Edit the text on Orthanc's cloud storage plugins from the words "Because the AWS" through the words "with release 24.6.3.", replacing "pre-compiled" with "prebuilt", and write out that whole span.

(PAGE EXTRACT)

--- Begin ---

All the 3 plugins are provided as part of the ``orthancteam/orthanc``
:ref:`Docker images <docker-orthancteam>`. The AWS plugin is available
in the default Docker images, while the Azure and Google plugins are
available in the ``-full`` images.


AWS S3 plugin
^^^^^^^^^^^^^

Because the AWS S3 plugin is compatible with free and open-source
implementations of the S3 protocol (notably MinIO and Ceph), we
provide pre-compiled binaries of the AWS S3 plugin, which can be found
at the following locations:

* In the `official Microsoft Windows installers <https://orthanc.uclouvain.be/downloads/windows-64/installers/index.html>`__, starting with release 24.6.3.
* For `Microsoft Windows 32 <https://orthanc.uclouvain.be/downloads/windows-32/orthanc-aws-s3/index.html>`__,
* For `Microsoft Windows 64 <https://orthanc.uclouvain.be/downloads/windows-64/orthanc-aws-s3/index.html>`__,
* For `cross-distribution Linux <https://orthanc.uclouvain.be/downloads/linux-standard-base/orthanc-aws-s3/index.html>`__,
* In the :ref:`backport Debian repository <binaries>` (notably compatible with Ubuntu 22.04 and 24.04),
* In the :ref:`jodogne/orthanc Docker images <docker>`,
* In the :ref:`orthancteam/orthanc Docker images <docker-orthancteam>`.


Microsoft Azure plugin
^^^^^^^^^^^^^^^^^^^^^^

The Azure plugin is also available as part of the `Windows Installer
<https://orthanc.uclouvain.be/downloads/windows-64/installers/index.html>`__
(only for 64bits platform).




Configuration
-------------

.. highlight:: json

AWS S3 plugin
^^^^^^^^^^^^^

Sample configuration::

  "AwsS3Storage" : {
    "BucketName": "test-orthanc-s3-plugin",
    "Region" : "eu-central-1",
    "AccessKey" : "AKXXX",                    // optional: if not specified, the plugin will use the default credentials manager (available from version 1.3.0)

--- End ---

(GIVEN INFORMATION)
--- Begin ---

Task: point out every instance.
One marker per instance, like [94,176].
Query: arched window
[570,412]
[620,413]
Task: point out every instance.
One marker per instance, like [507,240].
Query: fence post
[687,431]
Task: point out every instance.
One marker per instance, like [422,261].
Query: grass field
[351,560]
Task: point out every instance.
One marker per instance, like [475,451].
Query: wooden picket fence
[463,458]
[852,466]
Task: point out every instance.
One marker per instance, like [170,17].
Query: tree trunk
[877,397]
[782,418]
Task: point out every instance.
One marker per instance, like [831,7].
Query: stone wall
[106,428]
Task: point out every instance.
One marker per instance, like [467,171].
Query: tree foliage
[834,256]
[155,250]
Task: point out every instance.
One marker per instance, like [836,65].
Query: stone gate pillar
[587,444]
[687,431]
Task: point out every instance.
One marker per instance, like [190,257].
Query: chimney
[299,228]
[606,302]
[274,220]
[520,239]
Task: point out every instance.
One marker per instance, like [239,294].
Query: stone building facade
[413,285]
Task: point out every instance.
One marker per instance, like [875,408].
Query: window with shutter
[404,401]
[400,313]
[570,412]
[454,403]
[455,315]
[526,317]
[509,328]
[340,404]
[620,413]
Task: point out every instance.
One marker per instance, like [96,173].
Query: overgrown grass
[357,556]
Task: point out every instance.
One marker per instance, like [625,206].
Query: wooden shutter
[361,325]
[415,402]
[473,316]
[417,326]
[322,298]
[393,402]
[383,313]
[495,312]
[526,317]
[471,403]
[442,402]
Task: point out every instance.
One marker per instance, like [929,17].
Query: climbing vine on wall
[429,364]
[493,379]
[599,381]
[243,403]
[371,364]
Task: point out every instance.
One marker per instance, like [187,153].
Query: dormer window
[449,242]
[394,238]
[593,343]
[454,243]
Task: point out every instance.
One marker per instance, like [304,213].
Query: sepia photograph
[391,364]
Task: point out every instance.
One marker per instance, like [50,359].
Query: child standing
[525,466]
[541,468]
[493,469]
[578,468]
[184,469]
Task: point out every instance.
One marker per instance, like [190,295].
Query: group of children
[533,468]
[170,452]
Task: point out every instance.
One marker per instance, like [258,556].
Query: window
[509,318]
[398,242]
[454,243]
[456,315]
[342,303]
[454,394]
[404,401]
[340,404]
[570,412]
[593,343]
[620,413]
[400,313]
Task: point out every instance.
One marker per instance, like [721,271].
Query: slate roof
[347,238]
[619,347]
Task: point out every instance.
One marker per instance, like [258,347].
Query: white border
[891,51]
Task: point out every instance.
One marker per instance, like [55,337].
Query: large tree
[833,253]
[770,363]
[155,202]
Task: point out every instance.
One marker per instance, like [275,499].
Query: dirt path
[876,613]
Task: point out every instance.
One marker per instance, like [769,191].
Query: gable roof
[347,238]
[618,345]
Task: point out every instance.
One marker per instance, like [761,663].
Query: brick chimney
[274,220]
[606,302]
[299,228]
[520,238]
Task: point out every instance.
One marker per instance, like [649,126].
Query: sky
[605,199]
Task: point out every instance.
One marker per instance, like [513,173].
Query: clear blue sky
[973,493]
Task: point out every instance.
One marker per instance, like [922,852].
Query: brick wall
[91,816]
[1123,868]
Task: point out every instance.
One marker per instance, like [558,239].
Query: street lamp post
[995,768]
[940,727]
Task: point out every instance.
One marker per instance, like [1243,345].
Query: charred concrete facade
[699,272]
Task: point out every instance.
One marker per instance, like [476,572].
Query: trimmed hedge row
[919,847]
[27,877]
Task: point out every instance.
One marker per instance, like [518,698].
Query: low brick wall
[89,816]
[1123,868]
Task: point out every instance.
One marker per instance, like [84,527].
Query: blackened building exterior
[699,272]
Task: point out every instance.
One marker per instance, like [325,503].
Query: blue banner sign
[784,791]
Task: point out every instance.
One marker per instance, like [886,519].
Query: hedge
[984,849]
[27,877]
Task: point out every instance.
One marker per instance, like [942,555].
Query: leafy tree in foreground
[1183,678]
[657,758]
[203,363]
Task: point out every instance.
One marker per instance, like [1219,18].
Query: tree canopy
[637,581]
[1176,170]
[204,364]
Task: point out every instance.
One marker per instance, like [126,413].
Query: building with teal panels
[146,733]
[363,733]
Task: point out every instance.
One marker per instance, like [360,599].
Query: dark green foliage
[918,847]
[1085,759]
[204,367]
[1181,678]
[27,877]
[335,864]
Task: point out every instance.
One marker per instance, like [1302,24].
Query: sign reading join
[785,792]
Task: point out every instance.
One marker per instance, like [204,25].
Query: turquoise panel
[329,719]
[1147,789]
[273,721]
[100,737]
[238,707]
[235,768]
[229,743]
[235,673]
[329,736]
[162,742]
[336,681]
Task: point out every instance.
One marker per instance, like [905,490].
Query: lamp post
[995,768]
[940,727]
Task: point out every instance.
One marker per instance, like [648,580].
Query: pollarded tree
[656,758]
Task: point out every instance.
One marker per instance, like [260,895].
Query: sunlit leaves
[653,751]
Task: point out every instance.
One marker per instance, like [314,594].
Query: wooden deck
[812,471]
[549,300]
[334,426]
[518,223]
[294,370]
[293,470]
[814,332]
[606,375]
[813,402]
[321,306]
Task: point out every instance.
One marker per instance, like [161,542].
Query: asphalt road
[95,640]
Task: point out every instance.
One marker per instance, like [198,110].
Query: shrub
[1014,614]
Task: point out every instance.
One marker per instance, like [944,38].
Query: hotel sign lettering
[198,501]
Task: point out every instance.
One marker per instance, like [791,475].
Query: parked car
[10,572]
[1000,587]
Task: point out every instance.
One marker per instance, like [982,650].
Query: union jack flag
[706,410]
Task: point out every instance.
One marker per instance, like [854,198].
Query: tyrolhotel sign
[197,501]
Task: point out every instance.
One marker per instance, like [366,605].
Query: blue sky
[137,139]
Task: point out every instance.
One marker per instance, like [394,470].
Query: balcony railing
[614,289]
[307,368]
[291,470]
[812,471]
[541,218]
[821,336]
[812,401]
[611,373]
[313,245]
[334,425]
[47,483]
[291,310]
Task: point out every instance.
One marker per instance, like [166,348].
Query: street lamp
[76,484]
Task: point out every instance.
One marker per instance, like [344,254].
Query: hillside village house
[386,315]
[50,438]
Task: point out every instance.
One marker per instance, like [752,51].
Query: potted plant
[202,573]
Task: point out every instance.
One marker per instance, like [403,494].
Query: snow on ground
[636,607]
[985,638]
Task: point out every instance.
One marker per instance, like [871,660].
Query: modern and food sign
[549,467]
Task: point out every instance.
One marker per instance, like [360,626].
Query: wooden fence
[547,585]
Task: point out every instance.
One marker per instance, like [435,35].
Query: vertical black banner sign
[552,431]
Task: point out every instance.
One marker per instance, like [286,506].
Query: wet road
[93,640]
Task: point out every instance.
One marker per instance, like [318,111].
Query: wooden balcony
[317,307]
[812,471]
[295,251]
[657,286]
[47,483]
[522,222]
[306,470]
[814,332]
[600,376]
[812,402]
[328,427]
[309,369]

--- End ---

(CORRECT RESULT)
Because the AWS S3 plugin is compatible with free and open-source
implementations of the S3 protocol (notably MinIO and Ceph), we
provide prebuilt binaries of the AWS S3 plugin, which can be found
at the following locations:

* In the `official Microsoft Windows installers <https://orthanc.uclouvain.be/downloads/windows-64/installers/index.html>`__, starting with release 24.6.3.